* Tasks to perform *
1. According to the review of THE SADIST, who was the film's cinematographer?
2. Write the next part of the review of THE SADIST, picking up after its final sentence.

* Extract to read *
········

THE SADIST is a marvellous B-movie from 1963. It's steadily built a fan-base over the decades, despite being only a minor hit at America's drive-in cinemas of the 60s and failing to be granted a theatrical release in Britain.

However, the film has become renowned in recent years for a few key reasons. First off, it's now recognised as being the first film based on the true-life exploits of murderous lovers Charlie Starkweather and Caril Fugate (later interpretations included BADLANDS, NATURAL BORN KILLERS and even THE FRIGHTENERS). Then there's the fact that the cinematographer is one Vilmos Zsigmond, who went on to win acclaim (and awards) for his work on films such as THE DEER HUNTER, DELIVERANCE and CLOSE ENCOUNTERS OF THE THIRD KIND.

But I like to think that the main reason this film is such a cult find nowadays is that it's actually really fucking good. For a film approaching 50 years in age, it's startlingly contemporary in feel - the violence, while not overtly graphic, is certainly strong for its time; the grim tone and antagonistic nature of Charlie are very subversive for their era - and the film contains enough sustained torment/tension for it to play just as much as a horror film as it does a crime thriller.

Then of course there's Hall Jr's performance. It's full of nervous energy, bristling with edgy anger and sweaty urgency. You can laugh at his perverse melodramatics if you wish, but it's tough to deny that as the film evolves his casual cruelty - both mental and physical - becomes extremely unsettling.

At the end of the day, this is a B-movie. It's a low-budget quickie filmed in a single outdoor location utilising a small cast and a simple premise. The cast are uniformly ripe, and the dialogue is suitably sensational. Paul Sawtell and Bert Shefter's score explodes and weeps in all the right places, to keep the melodrama boiling over.

But the ferocity of its tone, the commitment of Hall Jr and Zsigmond's stunning photography - not to mention writer-director James Landis' propensity for shameless casual violence and unrelenting tension - ensure THE SADIST comes across as being as relevant, as vital, now as ever.

Johnny Legend owns the US rights to the film and released a Special Edition DVD stateside last year. He also made mention of releasing the film in blu-ray at the time - which seemed pretty unlikely. Well, here it is ...

Disc 1 presents the film on blu-ray for the first ever time. And likely the last?

········

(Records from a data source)
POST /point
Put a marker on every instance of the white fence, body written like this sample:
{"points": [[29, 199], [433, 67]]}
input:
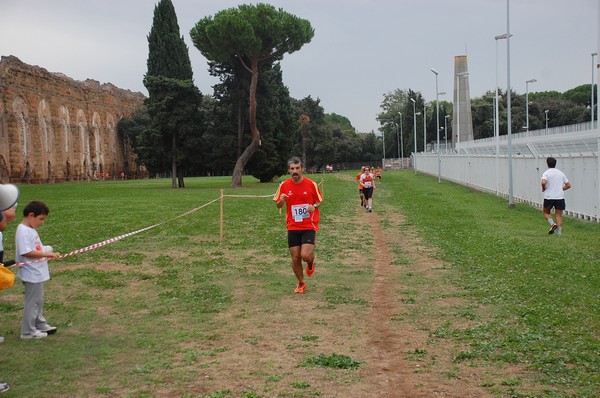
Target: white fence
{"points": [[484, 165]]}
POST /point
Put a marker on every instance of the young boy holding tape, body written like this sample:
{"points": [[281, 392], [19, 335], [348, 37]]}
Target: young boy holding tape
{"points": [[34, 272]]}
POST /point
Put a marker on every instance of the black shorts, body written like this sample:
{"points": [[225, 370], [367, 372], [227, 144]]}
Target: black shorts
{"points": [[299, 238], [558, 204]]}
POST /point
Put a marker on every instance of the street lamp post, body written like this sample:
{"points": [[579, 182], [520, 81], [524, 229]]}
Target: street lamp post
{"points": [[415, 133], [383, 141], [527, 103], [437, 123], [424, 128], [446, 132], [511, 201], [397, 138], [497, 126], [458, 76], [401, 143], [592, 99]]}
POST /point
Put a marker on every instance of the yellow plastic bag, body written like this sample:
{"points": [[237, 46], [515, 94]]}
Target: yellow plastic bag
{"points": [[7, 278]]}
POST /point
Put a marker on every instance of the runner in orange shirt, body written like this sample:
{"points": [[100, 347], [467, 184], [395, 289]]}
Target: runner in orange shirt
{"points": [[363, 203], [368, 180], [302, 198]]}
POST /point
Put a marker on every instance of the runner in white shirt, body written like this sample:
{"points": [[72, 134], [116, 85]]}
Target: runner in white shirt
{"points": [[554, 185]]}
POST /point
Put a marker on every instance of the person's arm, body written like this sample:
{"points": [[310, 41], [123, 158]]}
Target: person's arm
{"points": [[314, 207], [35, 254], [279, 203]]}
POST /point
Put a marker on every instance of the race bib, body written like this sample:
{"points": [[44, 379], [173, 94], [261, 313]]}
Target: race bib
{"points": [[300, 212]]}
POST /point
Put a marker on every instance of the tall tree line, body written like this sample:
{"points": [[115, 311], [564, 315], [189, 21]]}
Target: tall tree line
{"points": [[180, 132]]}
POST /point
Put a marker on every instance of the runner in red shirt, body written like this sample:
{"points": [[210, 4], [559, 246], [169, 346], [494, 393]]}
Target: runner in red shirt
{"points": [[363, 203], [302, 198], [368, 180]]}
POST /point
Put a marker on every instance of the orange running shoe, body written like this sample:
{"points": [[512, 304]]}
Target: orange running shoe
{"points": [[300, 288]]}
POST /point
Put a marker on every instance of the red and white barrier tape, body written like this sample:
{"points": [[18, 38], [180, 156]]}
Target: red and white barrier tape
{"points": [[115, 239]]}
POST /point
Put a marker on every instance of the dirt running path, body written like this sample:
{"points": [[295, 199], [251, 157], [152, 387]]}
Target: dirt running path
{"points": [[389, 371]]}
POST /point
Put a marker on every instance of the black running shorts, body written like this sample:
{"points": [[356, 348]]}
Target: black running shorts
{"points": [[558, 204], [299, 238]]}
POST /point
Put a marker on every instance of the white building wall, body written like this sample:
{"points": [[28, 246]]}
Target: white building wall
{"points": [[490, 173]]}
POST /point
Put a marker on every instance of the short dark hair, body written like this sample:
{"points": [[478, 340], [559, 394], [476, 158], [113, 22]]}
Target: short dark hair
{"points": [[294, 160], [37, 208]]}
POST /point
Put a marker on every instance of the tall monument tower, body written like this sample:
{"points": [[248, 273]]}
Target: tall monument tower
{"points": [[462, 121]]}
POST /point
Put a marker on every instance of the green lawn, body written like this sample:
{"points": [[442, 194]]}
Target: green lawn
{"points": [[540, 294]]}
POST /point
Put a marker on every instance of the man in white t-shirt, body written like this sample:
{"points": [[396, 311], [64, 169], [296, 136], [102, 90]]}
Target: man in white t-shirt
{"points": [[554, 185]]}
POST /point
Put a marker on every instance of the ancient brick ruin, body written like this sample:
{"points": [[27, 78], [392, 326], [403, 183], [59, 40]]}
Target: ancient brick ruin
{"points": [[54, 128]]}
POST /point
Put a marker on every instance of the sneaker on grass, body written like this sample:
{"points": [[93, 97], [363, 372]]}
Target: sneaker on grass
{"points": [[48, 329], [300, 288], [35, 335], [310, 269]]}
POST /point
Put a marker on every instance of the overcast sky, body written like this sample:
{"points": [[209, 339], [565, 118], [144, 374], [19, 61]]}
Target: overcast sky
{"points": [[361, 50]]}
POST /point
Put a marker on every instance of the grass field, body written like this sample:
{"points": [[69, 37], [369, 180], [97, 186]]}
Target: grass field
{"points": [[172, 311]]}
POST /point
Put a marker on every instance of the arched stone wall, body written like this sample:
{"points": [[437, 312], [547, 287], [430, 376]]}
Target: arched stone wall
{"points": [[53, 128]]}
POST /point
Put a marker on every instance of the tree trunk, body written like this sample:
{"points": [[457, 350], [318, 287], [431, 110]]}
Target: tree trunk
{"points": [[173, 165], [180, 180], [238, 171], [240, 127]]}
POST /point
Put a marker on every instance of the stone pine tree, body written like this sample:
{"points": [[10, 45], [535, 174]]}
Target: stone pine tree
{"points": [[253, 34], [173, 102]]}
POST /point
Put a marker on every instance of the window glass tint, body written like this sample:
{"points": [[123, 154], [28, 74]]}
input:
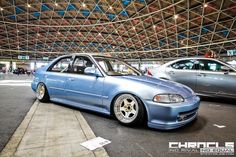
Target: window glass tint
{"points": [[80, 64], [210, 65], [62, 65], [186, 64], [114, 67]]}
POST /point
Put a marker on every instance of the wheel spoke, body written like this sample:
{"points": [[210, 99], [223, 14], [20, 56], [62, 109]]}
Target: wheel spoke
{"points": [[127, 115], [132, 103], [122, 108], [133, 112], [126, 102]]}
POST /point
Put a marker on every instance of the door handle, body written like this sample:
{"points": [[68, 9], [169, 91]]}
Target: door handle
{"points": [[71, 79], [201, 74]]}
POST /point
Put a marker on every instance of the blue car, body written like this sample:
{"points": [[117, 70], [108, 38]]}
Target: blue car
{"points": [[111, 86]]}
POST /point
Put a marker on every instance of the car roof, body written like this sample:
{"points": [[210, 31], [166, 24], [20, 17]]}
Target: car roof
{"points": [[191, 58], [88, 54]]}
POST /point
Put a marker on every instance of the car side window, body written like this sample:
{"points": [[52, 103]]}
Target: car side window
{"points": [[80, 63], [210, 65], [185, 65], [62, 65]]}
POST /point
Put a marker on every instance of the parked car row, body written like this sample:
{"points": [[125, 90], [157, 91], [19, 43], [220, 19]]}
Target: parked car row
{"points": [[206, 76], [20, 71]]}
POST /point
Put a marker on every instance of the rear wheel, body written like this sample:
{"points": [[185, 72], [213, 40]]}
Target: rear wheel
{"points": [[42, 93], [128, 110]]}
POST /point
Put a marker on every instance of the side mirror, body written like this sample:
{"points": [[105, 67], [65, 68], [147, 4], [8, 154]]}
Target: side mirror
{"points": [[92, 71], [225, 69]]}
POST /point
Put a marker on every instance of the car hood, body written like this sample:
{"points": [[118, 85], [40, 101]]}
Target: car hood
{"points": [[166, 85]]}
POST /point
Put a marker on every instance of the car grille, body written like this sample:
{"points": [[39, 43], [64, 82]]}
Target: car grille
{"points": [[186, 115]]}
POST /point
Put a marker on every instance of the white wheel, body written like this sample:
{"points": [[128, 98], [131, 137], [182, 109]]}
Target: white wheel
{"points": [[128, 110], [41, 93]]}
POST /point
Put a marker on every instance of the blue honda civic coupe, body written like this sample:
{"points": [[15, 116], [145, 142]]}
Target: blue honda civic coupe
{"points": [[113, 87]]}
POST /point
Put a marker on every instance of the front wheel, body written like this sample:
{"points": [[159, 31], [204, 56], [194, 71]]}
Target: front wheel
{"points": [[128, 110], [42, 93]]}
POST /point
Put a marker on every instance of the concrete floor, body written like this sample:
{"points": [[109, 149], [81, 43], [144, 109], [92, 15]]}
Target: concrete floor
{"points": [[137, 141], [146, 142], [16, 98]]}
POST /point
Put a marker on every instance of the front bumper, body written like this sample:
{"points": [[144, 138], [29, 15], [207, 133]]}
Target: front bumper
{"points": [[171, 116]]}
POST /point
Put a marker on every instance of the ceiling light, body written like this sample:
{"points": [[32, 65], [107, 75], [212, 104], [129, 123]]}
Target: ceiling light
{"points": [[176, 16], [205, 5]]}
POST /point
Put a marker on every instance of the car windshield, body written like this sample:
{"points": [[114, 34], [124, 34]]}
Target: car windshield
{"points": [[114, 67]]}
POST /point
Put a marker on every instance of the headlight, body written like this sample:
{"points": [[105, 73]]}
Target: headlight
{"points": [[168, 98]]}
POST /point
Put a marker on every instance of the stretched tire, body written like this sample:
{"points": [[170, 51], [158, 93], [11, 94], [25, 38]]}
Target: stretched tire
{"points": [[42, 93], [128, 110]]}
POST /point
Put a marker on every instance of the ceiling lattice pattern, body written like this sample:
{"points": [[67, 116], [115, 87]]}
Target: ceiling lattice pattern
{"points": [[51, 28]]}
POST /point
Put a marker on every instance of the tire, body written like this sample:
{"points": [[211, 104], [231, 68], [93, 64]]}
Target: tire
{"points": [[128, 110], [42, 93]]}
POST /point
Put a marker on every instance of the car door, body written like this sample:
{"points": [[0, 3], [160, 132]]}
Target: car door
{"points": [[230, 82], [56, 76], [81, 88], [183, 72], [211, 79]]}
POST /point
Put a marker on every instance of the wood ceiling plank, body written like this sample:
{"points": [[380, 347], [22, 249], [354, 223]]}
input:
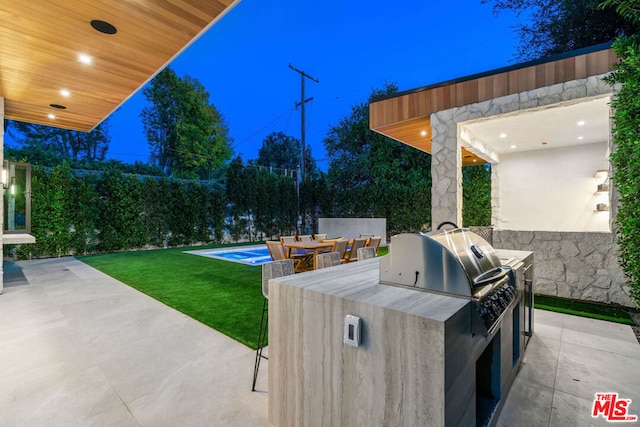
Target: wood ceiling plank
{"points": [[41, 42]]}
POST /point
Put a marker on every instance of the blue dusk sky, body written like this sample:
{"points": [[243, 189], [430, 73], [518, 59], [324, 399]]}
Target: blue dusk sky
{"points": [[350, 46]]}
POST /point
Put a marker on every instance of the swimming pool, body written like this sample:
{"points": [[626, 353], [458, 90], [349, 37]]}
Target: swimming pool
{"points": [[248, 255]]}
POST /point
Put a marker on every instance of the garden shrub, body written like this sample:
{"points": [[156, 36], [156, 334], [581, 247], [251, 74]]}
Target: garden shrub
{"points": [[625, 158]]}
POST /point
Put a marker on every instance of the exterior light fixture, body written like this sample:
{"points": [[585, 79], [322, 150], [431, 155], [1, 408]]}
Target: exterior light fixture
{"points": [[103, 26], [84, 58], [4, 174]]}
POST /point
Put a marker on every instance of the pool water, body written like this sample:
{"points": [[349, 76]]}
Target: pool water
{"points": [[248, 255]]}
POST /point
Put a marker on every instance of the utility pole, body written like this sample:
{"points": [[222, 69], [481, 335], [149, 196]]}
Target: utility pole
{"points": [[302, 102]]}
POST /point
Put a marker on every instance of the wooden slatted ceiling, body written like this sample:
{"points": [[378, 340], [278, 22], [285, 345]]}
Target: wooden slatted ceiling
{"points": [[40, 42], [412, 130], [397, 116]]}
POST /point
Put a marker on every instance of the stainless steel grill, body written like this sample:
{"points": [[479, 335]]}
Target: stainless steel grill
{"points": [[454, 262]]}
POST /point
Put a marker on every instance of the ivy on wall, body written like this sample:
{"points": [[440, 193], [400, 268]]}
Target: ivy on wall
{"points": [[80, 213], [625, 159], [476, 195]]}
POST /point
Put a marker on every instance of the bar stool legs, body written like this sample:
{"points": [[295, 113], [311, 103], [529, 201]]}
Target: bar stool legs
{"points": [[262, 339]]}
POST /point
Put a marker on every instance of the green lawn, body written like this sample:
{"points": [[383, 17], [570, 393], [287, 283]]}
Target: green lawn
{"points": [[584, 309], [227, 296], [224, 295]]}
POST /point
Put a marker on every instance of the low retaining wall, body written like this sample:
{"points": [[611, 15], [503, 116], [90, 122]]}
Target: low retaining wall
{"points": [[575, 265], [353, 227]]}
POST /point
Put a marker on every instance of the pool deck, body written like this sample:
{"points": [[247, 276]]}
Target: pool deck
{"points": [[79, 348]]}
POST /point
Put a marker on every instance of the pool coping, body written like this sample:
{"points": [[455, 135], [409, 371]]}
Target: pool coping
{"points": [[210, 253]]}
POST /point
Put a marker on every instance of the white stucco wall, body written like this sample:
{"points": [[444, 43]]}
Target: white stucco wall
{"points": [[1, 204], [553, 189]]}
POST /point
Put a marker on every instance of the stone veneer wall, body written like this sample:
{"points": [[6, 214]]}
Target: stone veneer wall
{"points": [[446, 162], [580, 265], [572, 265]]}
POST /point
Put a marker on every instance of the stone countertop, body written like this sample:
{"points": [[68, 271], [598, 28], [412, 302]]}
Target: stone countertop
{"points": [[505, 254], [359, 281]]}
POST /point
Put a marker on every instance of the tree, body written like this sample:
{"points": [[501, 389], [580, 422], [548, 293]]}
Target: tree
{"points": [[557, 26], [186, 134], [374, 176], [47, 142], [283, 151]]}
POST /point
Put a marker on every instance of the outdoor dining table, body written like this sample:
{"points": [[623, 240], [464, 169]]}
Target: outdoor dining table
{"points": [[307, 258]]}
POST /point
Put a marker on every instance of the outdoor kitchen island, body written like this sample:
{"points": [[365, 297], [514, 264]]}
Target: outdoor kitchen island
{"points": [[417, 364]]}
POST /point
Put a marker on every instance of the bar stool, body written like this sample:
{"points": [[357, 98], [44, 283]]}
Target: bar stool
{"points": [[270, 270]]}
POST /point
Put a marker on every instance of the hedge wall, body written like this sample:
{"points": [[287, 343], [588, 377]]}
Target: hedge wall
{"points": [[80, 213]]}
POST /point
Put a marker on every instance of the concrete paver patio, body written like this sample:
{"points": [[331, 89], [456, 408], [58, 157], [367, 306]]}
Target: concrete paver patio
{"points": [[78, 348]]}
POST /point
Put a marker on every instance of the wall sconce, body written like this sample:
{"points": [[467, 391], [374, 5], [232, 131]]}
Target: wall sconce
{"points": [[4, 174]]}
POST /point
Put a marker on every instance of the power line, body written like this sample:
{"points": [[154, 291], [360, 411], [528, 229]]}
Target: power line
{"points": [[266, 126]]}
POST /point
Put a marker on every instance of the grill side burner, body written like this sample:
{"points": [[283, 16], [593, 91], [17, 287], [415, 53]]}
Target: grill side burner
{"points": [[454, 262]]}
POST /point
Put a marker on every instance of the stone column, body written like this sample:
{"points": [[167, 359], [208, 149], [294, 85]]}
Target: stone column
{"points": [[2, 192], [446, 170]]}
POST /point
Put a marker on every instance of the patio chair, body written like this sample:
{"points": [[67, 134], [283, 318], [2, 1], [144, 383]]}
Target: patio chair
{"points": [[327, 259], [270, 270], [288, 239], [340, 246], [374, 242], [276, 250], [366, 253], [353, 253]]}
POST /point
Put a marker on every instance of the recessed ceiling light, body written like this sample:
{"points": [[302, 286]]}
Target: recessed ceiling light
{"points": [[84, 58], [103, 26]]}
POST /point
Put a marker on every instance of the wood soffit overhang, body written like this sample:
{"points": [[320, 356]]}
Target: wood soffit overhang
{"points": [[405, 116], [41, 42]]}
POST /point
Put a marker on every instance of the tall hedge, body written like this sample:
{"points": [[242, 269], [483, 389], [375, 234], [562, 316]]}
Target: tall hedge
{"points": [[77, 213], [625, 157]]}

········

* Answers to the problems *
1. Vilmos Zsigmond.

2.
The film is presented uncut as an MPEG-4 AVC file and is offered in its original 1.66:1 aspect ratio. Naturally, it's enhanced for 16x9 TV sets.

The first thing you'll notice when the film starts are the occasional specks and vertical lines on the screen. There is also a fine layer of natural grain present. Once the sinister spoken intro and exciting opening score are out of the way, however, the picture quality is surprisingly good.

We still get the odd speck and line, and even the very occasional frame-jump, but by-and-large the presentation is an unexpectedly clean one. Detail is strong, depth is well-rendered and images are sharp without evidence of obvious edge enhancement (unlike Powis Square Pictures' disappointing UK DVD of last year). Blacks remain solid throughout and the detail offered here is a marked improvement over previous domestic versions.

The English 2.0 audio is good. It's a little echoey on occasion, but hiss and drop-outs are absent, allowing for a clean and clear audio track that never distracts from the mounting hysteria.

The main menu page that opens the disc shows animated clips from the film on a static drive-in theatre backdrop. From there, there is no scene-selection menu or pop-up menus - your only option is "Play". The film does, however, have remote access via 6 chapters.

The blu-ray disc is region-free. It plays perfectly fine on UK blu-ray players.

Disc 2 is a region 0 DVD, which opens with a mock copyright warning from an over-acting Legend.

From there, the disc presents us with a static main menu page that allows us access to the main feature (the film again, only this time presented in standard definition - it still looks very good, albeit a little softer and duller than its HD counterpart).

This time around, we get a scene-selection menu too. This animated affair allows access to the main feature via 6 chapters.

Extras on disc 2 begin with an interview with Hall Jr, conducted by none other than cult filmmaker Ray Dennis Steckler (RAT PFINK A BOO BOO; THE THRILL KILLERS). This is just under 13 minutes in length, and is punctuated by vintage trailers for the likes of THE CHOPPERS and WILD GUITAR.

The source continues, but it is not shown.